__Directions__.
List every line below that contains the word "shirt", copying each one in full. Case counts.

__Entries shown__.

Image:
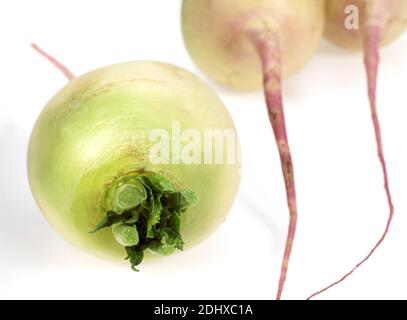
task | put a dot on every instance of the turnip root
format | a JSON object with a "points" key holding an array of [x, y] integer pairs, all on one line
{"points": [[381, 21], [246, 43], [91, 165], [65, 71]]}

==

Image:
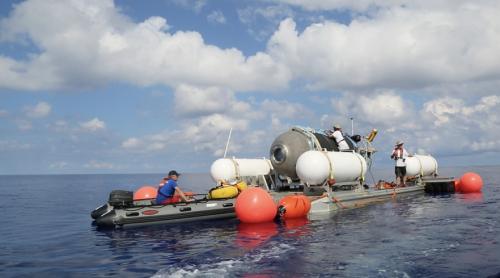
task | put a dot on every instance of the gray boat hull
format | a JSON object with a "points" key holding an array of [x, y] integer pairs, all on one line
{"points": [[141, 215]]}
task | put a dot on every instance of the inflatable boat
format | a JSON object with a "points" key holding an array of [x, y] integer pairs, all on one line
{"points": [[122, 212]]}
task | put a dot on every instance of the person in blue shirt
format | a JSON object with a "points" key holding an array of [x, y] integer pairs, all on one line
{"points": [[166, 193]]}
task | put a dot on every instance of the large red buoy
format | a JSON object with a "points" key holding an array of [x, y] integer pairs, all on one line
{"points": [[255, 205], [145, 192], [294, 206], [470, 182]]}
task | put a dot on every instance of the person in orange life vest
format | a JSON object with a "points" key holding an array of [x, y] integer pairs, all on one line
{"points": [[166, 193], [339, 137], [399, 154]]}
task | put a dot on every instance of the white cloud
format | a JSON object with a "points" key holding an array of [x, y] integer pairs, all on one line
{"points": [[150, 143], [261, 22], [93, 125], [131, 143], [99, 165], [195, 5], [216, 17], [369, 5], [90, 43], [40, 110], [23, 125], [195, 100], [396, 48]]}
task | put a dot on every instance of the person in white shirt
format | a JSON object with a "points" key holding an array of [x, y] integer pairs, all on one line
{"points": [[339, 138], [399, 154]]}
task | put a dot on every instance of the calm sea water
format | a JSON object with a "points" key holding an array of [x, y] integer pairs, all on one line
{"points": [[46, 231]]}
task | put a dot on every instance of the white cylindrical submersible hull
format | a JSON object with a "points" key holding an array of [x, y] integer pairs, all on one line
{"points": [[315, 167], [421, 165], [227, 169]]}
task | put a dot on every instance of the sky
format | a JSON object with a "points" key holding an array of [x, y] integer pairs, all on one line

__Result__.
task | put a dot on every instance of the person in blue shirt
task | put a dot on every instance of the person in white shirt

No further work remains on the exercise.